■ TRY IT ■
Return each entry exactly, so that nothing in the data differs from the original.

==== EXTRACTED DATA ====

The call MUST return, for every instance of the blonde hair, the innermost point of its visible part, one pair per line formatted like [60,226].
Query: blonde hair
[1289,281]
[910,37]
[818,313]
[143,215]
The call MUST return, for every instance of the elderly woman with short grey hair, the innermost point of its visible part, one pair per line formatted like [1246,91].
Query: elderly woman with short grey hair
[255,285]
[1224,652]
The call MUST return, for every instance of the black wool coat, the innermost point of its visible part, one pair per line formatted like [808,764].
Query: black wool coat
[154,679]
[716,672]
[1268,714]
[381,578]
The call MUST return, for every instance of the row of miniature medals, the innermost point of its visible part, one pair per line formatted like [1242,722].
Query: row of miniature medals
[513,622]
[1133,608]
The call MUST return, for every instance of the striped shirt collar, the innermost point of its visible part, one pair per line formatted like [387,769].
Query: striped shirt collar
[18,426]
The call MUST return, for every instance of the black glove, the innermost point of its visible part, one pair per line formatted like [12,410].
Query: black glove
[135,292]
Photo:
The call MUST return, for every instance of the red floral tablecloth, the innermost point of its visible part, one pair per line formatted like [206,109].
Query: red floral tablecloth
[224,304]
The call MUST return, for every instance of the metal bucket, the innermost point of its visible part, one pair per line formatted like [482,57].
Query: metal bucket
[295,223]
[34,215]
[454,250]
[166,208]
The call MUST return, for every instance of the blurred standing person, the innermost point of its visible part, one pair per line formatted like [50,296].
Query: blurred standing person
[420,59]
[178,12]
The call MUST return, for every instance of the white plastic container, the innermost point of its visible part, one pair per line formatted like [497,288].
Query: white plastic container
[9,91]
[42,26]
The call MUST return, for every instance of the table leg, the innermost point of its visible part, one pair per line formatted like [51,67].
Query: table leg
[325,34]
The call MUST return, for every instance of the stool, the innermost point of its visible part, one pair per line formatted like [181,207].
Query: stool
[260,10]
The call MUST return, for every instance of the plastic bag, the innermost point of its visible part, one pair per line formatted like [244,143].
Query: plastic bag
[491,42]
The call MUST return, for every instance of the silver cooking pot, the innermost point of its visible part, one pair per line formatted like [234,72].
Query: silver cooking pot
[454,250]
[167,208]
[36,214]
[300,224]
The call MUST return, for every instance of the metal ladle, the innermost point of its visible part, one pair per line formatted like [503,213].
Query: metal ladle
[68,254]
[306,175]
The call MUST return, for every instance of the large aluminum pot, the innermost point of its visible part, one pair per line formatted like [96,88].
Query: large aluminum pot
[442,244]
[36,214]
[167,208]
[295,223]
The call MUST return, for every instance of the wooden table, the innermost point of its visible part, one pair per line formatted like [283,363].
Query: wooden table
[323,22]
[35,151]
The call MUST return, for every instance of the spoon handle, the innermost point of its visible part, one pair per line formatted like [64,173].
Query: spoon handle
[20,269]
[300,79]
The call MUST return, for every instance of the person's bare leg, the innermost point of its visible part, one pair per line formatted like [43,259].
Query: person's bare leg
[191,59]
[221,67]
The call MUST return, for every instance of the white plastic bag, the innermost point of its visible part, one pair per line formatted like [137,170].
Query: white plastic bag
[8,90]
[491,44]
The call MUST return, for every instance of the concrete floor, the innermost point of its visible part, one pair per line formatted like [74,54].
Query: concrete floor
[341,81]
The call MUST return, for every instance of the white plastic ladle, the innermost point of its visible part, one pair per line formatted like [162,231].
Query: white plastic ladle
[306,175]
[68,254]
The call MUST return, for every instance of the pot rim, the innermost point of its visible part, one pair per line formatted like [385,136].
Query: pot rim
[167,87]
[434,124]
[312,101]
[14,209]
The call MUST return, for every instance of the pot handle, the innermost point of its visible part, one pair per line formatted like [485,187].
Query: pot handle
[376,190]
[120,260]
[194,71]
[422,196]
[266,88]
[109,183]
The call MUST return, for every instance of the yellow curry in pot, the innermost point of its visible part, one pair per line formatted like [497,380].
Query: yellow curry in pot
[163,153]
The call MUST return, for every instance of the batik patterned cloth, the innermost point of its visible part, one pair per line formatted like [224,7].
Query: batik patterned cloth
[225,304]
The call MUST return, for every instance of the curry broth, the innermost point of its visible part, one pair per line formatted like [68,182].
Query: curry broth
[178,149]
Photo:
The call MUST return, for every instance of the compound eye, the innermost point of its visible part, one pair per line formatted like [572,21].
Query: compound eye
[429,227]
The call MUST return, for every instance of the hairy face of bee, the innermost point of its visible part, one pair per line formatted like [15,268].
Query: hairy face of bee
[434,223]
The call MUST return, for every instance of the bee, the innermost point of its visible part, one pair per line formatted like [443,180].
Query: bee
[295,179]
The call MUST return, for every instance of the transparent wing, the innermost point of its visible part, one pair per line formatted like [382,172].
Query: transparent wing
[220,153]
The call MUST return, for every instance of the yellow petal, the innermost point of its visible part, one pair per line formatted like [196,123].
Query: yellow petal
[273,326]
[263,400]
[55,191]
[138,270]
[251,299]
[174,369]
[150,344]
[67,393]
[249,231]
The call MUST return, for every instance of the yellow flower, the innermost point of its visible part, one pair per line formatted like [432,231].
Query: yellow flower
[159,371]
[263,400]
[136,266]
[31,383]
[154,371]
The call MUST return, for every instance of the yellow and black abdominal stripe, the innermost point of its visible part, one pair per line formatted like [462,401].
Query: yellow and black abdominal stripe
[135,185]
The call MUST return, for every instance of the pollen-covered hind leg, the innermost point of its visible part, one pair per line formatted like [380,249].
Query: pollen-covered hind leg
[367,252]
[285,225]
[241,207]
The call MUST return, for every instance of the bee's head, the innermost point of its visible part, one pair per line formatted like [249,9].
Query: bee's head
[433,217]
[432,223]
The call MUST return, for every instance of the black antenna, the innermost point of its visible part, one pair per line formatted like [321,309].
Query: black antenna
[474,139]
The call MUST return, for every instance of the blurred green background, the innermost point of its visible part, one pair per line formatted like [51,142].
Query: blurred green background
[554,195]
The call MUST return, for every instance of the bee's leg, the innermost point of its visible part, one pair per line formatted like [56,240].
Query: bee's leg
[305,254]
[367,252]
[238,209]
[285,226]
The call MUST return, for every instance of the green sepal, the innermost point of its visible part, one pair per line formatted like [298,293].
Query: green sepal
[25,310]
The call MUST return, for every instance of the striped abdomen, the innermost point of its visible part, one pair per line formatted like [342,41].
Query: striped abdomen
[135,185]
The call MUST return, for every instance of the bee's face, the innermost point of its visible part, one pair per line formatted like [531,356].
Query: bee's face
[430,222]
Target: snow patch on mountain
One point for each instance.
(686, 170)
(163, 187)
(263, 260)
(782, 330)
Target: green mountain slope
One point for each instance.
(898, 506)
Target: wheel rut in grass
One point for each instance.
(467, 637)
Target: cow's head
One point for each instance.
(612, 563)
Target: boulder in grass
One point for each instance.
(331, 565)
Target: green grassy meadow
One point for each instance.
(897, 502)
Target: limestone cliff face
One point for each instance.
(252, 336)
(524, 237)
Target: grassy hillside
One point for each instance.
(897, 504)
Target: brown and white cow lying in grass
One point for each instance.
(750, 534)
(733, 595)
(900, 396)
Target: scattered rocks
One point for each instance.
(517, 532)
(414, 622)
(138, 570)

====

■ RESPONSE TO THIS EXERCISE ■
The call MUST return, for every instance of the blonde hair, the innermost point of its visible part, one pair per line formatted like [60,226].
Query: blonde hair
[1289,281]
[910,37]
[818,313]
[143,215]
The call MUST return, for every instance of the elderly woman with short grey hair, the innermost point of its visible part, one pair per line formatted like [1246,91].
Query: elderly woman with short grey hair
[255,285]
[1224,652]
The call MUST return, for every instance of the black wool coat, the innermost point of its visible part, one pair per line formatted like [808,764].
Query: black wool coat
[154,679]
[716,672]
[1268,714]
[381,578]
The call MUST return, for every instance of the row of miniature medals, the innermost point of its visible part, one pair per line formatted like [1242,722].
Query: row of miniature medals
[513,622]
[1133,608]
The call MUST return, for every instance of the striped shirt collar, the innermost point of its visible part, one pair per line formatted like [387,769].
Query: striped shirt collar
[18,426]
The call MUST return, for every instance of the black glove, the innermost point of its visible part, one pair per line formatted like [12,410].
Query: black glove
[135,292]
Photo:
The call MUST return, for every instance of the red floral tablecloth, the innermost point of its visible part, one pair per line formatted like [206,109].
Query: red floral tablecloth
[224,304]
The call MUST return, for every instance of the metal bucket, the innermost point of its visible part, one pair per line formatted like [482,57].
Query: metal bucket
[295,223]
[34,215]
[454,250]
[166,208]
The call MUST return, for every instance of the blurred standing person, the innermost point of its visible part, one pair per line formatted like [50,296].
Query: blurred standing person
[420,59]
[178,12]
The call MUST return, for every instance of the white plastic container, the innermost point of its visible part, one pair per line formatted like [497,288].
Query: white plastic container
[9,91]
[42,26]
The call MUST return, for every instance of the table leg, the innermost point of its visible part, one pair per line formatted like [51,67].
Query: table leg
[325,34]
The call MUST return, for every instance of the stool, the innermost point of its visible part, one pair per line formatted like [181,207].
Query: stool
[260,10]
The call MUST return, for every instance of the plastic bag, the innermost point of its visible part, one pair per line formatted like [244,143].
Query: plastic bag
[491,42]
The call MUST return, for every instance of the silver cooking pot, the innermost point of its visible part, one pair per line formatted like [234,72].
Query: silver cooking pot
[454,250]
[167,208]
[36,214]
[300,224]
The call MUST return, for every instance of the metal ladle, the innermost point of its visible part, one pair per line formatted like [503,213].
Query: metal ladle
[68,254]
[306,175]
The call MUST return, for every instance of the large aluminum pot, the innermost point of its visible part, one pair per line formatted like [96,88].
Query: large aluminum pot
[442,244]
[36,214]
[167,208]
[295,223]
The call MUST return, for every instance of the wooden table, the innermost point of its visible part, one pair per line formatted like [283,363].
Query: wooden table
[323,22]
[35,151]
The call MUST return, for every instance of the spoon handle, the innermost point of its visible part, one pair per line formatted like [64,173].
Query: spoon handle
[20,269]
[300,79]
The call MUST return, for every instance of the person's bare leg, the innermost point of its visible part, one pair per line formatted like [43,259].
Query: person's bare leg
[191,59]
[221,67]
The call MUST return, for every instance of the white plastic bag, the innermost point of its visible part, one pair per line formatted like [137,170].
Query: white plastic bag
[8,90]
[491,44]
The call MUST return, for every instance of the concrete floor, the innermost point of its visible part, one pair per line formatted like [74,54].
Query: concrete floor
[341,81]
The call MUST return, for every instance of the white plastic ladle, the innermost point of its visible part, one pair per line formatted like [162,231].
Query: white plastic ladle
[306,175]
[68,254]
The call MUST return, for every instance of the pot rim, the innermost point of its visible part, one pair per line formatted like [385,136].
Query: pot rim
[167,87]
[434,124]
[312,101]
[14,209]
The call MUST return, for every instance of the pot handle, the innermost point of its visible part, one pair per line formatted like [485,187].
Query: pot handle
[376,190]
[120,260]
[194,71]
[422,196]
[266,88]
[109,183]
The call MUST return, for every instance of the yellow curry in pot, the innermost point of its visible part, one pair per line formatted like [497,380].
Query: yellow curry in pot
[163,153]
The call MUST return, for every instance of the batik patterned cloth, the innermost point of its visible part, one pair per line formatted like [224,7].
Query: batik patterned cloth
[225,304]
The call MUST return, for every instance of the curry broth, the innermost point of its visible part, one pair per line formatted like [68,182].
Query: curry broth
[178,149]
Photo:
The call MUST return, for every instance of the compound eye, the innermost point of its visible part, one pair per line formatted like [572,21].
Query: compound eye
[429,227]
The call MUST return, for every instance of the hairy face of bee, the innermost point of its visible part, one pair per line formatted like [15,268].
Query: hairy face of bee
[434,223]
The call MUST return, for every instance of the bee, the innermost point of its visible part, one pair per line formatted like [443,180].
Query: bee
[295,179]
The call MUST return, for every instance of the transparent wing, the innermost point of its visible part, one pair per line formatted like [382,172].
Query: transparent wing
[220,153]
The call MUST return, for every instance of the yellow petal, the innermost point of its visible part, one pair per line formatted like [196,123].
Query: yellow petal
[273,326]
[263,400]
[55,191]
[138,270]
[251,299]
[174,369]
[150,344]
[67,393]
[249,231]
The call MUST return, for every instance of the yellow flower, the innermost point of its visible part, one pair per line formatted like [432,231].
Query: yellow flower
[159,371]
[263,400]
[136,266]
[31,383]
[154,371]
The call MUST return, for every instance of the yellow and black abdominal stripe, the innermost point of its visible part, one pair per line formatted like [462,401].
Query: yellow and black abdominal stripe
[135,185]
The call MUST return, for every instance of the pollen-covered hind leg, the innermost point of its visible part, one pair per line formatted like [380,249].
Query: pollen-covered hind leg
[367,252]
[285,225]
[241,207]
The call MUST return, for every instance of the bee's head, the innermost point of its visible part, one pair per line formatted like [249,9].
Query: bee's head
[433,217]
[432,223]
The call MUST return, for every instance of the black antenna, the innermost point of its visible part, one pair per line formatted like [321,309].
Query: black antenna
[474,139]
The call MUST return, for every instance of the blurred green background, the innermost point of its visible part, one pair per line formatted like [51,142].
Query: blurred green background
[554,195]
The call MUST return, for every instance of the bee's leg, the innermost point of its visible part, one pair per line formatted like [56,240].
Query: bee's leg
[305,254]
[367,252]
[238,209]
[285,226]
The call MUST return, for every instance of the green sepal, the innermost point of its visible part, one pair per line formatted like [298,293].
Query: green sepal
[25,310]
The call MUST return, for every instance of the striped abdomen, the innermost point of its visible part, one pair per line formatted like [342,41].
Query: striped abdomen
[135,185]
The call MUST return, for every instance of the bee's face, the innermost point of its visible part, one pair per line formatted like [531,356].
Query: bee's face
[430,222]
Target: snow patch on mountain
One point for each instance.
(686, 170)
(163, 187)
(263, 260)
(782, 330)
Target: green mountain slope
One point for each instance.
(898, 506)
Target: wheel rut in grass
One point for each instance.
(467, 637)
Target: cow's head
One point for each instance.
(612, 563)
Target: boulder in grass
One point for each instance.
(331, 565)
Target: green grassy meadow
One point for each instance.
(897, 502)
Target: limestone cliff face
One point for each instance.
(252, 336)
(524, 237)
Target: grassy hillside
One point for each instance.
(897, 504)
Target: brown and white cow lying in grass
One point for each instance.
(750, 534)
(733, 595)
(900, 396)
Target: scattered rocks
One point for each instance.
(517, 532)
(414, 622)
(138, 570)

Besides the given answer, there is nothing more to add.